Task to carry out:
For the records below, say how many lines contain the string "strap". Give the number only.

Extracted records:
*** Begin section ***

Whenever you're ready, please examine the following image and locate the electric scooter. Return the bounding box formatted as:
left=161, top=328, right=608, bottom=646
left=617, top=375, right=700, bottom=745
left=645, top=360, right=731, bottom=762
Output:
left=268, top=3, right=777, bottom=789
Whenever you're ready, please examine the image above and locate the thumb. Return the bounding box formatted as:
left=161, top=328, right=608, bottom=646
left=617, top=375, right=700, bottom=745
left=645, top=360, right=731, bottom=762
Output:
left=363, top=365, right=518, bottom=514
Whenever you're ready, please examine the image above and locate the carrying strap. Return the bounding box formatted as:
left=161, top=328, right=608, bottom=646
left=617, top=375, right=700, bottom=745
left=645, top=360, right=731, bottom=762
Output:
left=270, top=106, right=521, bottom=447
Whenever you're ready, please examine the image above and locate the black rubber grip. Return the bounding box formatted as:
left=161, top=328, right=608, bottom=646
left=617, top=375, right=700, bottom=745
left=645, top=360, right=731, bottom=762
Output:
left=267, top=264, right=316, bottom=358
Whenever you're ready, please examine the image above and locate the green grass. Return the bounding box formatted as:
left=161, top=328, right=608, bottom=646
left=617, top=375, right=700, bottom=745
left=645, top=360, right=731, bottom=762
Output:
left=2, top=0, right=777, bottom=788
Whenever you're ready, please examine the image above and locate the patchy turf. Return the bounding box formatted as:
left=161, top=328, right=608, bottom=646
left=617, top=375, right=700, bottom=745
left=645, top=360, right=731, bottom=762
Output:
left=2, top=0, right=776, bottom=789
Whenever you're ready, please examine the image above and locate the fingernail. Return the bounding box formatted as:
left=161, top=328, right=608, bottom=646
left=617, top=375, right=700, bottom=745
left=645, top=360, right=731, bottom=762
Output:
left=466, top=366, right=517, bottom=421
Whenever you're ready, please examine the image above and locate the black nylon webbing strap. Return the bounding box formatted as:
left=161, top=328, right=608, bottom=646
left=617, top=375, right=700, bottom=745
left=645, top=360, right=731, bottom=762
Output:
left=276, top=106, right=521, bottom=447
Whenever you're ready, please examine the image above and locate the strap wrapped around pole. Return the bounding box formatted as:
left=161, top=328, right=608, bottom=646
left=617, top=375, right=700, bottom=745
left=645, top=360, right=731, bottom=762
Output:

*** End section ***

Completed exercise:
3